PENGGALAN TEKS:
Somse, Rasa Siomai Sejati
Bogor, Jurnal Bogor
Jika bicara tentang siomai, yang terbersit pertama kali ialah bentuknya yang besar dan perlu dipotong-potong untuk dinikmati. Akan tetapi berbeda dengan siomai yang satu ini, selain bentuknya yang kecil, cara penyajiannya pun sangat berbeda, yakni dengan di tusuk. Siomai yang dimaksud adalah Somse alias Somay Setik Rasa Jati.
Namun siomai yang difavoritkan masyarakat Gunung Batu itu, sejak akhir 2007 hilang dari peredaran. Berdasarkan informasi yang dihimpun Tim Petualang Kuliner, Abah Bujal, sang empu siomai sudah berhenti membuat siomay dan beralih profesi di bidang lain.
Tim Petualang Kuliner tak puas sampai disitu, setelah pencarian yang cukup panjang, akhirnya Abah Bujal pun ditemukan. Kemarin (29/4), ia sedang merayakan ulang tahunnya yang ke-38 bersama rekan kerjanya. Saat itu Abah Bujal terlihat cukup sibuk, sehingga kurang memungkinkan untuk diajak berbincang.
Sambil menunggu, kami mencicipi hidangan yang sudah tersedia. Tiga porsi Somse sudah tersaji di meja, tiap porsi berisi tiga tusuk. Satu tusuk terdiri dari enam bagian, yakni telur puyuh, siomai, kentang, kol, tahu putih, dan yang terakhir siomai lagi. Sedangkan bumbu kacang, kecap dan saus disajikan terpisah.
Saatnya mencoba, pertama saya lahap satu tusuk sekaligus tanpa bumbu kacang, kecap ataupun saus. Siomai ini memang bukan siomai sembarangan, walaupun disantap polos namun sudah patut diacungi jempol. Porsinya juga cukup nendang padahal baru satu tusuk.

SASARAN TUGAS:
[1] Jelaskan, berdasarkan teks tentang Somse, mengapa Tim Petualang Kuliner tidak dapat segera berbincang dengan Abah Bujal setelah ia ditemukan.
[2] Menurut teks tentang Somse, terdiri dari bagian apa saja satu tusuk Somse?
[3] Lanjutkan teks tentang Somse dari bagian terakhir yang ditampilkan.

DATA YANG DIBERIKAN:
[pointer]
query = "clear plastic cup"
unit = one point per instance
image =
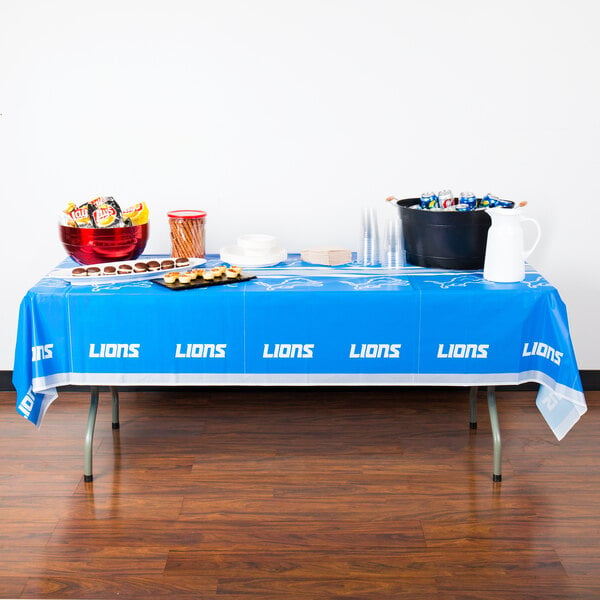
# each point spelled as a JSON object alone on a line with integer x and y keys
{"x": 368, "y": 250}
{"x": 393, "y": 255}
{"x": 187, "y": 233}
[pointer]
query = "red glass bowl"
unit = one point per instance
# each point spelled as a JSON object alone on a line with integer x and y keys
{"x": 90, "y": 246}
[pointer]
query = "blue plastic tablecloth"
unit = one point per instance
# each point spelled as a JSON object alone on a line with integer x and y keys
{"x": 301, "y": 324}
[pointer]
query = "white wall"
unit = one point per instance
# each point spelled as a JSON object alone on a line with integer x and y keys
{"x": 287, "y": 116}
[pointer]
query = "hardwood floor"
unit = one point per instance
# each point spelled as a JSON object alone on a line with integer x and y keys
{"x": 299, "y": 493}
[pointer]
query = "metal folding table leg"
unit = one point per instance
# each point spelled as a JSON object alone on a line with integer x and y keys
{"x": 491, "y": 393}
{"x": 473, "y": 405}
{"x": 89, "y": 435}
{"x": 115, "y": 394}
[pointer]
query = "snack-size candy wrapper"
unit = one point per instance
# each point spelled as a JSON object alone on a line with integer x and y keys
{"x": 103, "y": 212}
{"x": 137, "y": 214}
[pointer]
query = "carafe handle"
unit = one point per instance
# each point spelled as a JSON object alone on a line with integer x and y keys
{"x": 526, "y": 253}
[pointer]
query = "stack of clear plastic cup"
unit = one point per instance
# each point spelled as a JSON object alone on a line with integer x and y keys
{"x": 368, "y": 250}
{"x": 393, "y": 256}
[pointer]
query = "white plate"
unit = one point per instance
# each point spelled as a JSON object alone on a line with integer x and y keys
{"x": 234, "y": 255}
{"x": 66, "y": 274}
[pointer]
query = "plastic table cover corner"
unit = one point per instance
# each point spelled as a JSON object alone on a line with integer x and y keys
{"x": 301, "y": 324}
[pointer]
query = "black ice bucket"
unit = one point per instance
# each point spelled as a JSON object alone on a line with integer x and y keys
{"x": 443, "y": 239}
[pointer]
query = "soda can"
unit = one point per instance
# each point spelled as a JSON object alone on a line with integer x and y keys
{"x": 505, "y": 203}
{"x": 429, "y": 200}
{"x": 489, "y": 201}
{"x": 446, "y": 199}
{"x": 467, "y": 201}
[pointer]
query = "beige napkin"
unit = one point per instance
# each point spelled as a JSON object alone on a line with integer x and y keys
{"x": 327, "y": 256}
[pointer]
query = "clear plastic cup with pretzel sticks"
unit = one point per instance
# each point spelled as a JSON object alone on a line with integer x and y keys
{"x": 187, "y": 233}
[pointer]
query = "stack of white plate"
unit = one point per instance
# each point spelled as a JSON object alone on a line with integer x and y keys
{"x": 254, "y": 250}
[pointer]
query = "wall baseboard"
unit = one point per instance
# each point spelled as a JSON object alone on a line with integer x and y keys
{"x": 589, "y": 379}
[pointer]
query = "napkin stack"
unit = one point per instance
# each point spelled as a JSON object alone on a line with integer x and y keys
{"x": 327, "y": 256}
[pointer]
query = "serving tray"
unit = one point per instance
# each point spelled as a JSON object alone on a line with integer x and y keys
{"x": 199, "y": 283}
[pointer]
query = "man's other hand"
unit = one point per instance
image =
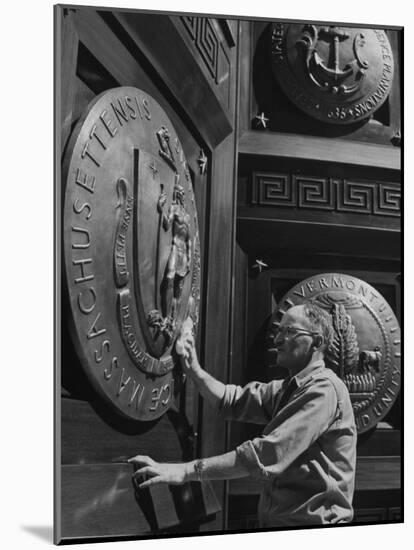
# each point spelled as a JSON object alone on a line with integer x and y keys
{"x": 157, "y": 472}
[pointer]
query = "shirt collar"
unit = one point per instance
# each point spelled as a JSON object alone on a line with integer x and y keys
{"x": 305, "y": 374}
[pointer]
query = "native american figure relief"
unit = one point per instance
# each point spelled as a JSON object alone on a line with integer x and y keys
{"x": 179, "y": 260}
{"x": 135, "y": 285}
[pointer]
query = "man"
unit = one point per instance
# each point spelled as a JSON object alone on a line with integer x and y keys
{"x": 305, "y": 457}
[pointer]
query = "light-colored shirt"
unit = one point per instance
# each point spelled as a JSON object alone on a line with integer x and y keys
{"x": 306, "y": 455}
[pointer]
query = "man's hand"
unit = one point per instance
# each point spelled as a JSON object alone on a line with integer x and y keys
{"x": 162, "y": 199}
{"x": 173, "y": 474}
{"x": 189, "y": 359}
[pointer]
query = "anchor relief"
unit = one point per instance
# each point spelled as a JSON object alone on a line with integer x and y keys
{"x": 339, "y": 75}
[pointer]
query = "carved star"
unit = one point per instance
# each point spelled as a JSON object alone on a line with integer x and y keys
{"x": 260, "y": 265}
{"x": 202, "y": 162}
{"x": 261, "y": 120}
{"x": 153, "y": 168}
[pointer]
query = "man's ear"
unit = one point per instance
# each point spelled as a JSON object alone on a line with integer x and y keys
{"x": 318, "y": 341}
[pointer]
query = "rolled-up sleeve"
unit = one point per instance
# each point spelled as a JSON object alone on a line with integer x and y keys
{"x": 252, "y": 403}
{"x": 306, "y": 417}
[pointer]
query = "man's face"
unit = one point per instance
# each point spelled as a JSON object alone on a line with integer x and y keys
{"x": 293, "y": 341}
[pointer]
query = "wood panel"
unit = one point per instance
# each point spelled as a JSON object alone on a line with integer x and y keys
{"x": 99, "y": 500}
{"x": 217, "y": 295}
{"x": 178, "y": 70}
{"x": 319, "y": 149}
{"x": 66, "y": 54}
{"x": 92, "y": 433}
{"x": 290, "y": 236}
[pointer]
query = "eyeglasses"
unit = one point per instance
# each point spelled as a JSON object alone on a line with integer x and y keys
{"x": 292, "y": 332}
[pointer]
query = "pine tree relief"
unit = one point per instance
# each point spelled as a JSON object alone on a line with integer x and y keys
{"x": 343, "y": 353}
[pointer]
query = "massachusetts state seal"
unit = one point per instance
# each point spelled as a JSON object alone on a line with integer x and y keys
{"x": 339, "y": 75}
{"x": 366, "y": 349}
{"x": 132, "y": 251}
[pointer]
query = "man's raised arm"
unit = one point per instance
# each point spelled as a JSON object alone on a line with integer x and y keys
{"x": 211, "y": 389}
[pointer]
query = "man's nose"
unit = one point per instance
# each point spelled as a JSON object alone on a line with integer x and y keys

JAWABAN:
[1] Pada saat itu (29/4) Abah Bujal sedang merayakan ulang tahunnya yang ke-38 bersama rekan kerjanya. Ia terlihat cukup sibuk, sehingga kurang memungkinkan untuk diajak berbincang.

[2] Satu tusuk Somse terdiri dari telur puyuh, siomai, kentang, kol, tahu putih, dan siomai lagi.

[3]
Berikutnya saya nikmati dengan bumbu kacang, kecap dan saus. Bagian pertama bahas dulu telur puyuhnya. Ternyata bentuknya yang imut, pas banget untuk dilahap bulat-bulat. Apalagi saat putih dan kuning telurnya lumer dilidah, dijamin bakal ketagihan. Tapi sayang, Abah Bujal hanya menyajikan satu butir telur puyuh. Sehingga patut dipertimbangkan untuk menambah satu butir lagi dalam setiap tusuk.
Masuk ke bagian kedua, sudah menanti siomay berbentuk kotak dengan volume sekitar 27 centimeter kubik. Ternyata bintik-bintik orange dalam tekstur berasal dari udang yang dicampur dengan daging ayam. Meski rasa udangnya kental, tapi tidak membuat siomainya terasa amis. Pokoknya ajib dan mantap.
Setelah siomai, ada juga kentang rebus. Tekstur dan kematangannya pas banget, enggak terlalu lembek, tapi juga enggak keras. Sebab kalau terlalu keras berarti masih mentah atau kurang matang. Terlihat sekali Abah Bujal ukup concern dalam hal yang satu ini.
Habis kentang, terbitlah kol gulung. Kebetulan kami bukan penyuka sayuran, jadi tidak bisa bicara banyak. Selanjutnya tahu putih, lembutnya bukan main. Tanpa permisi langsung masuk tenggorokan, padahal belum dikunyah. Aldino, alhamdullilah dia nongol lagi. Sang siomai hadir dibenteng terakhir sebagai penutup.
Seperti siomai pada umumnya, bumbu yang dipakai adalah bumbu kacang. Namun, bumbu ini sangat berbeda. Walaupun warnanya terlihat pucat, tapi rasanya nampol banget di lidah. Apalagi ketika dikunyah dengan siomai, benar-benar pengalaman rasa yang unik. Ketika dikunyah terus-menerus, kami menyadari ada rasa misterius dalam bumbu kacang ini.
Setelah menunggu cukup lama, Abah Bujal bersedia meluangkan waktu. “Maaf menunggu lama, ada yang bisa saya bantu?” tanyanya dengan polos, padahal ia tahu maksud kedatangan kami. Kemudian kami berbincang mengenai Somse Rasa Jati yang telah dibuatnya.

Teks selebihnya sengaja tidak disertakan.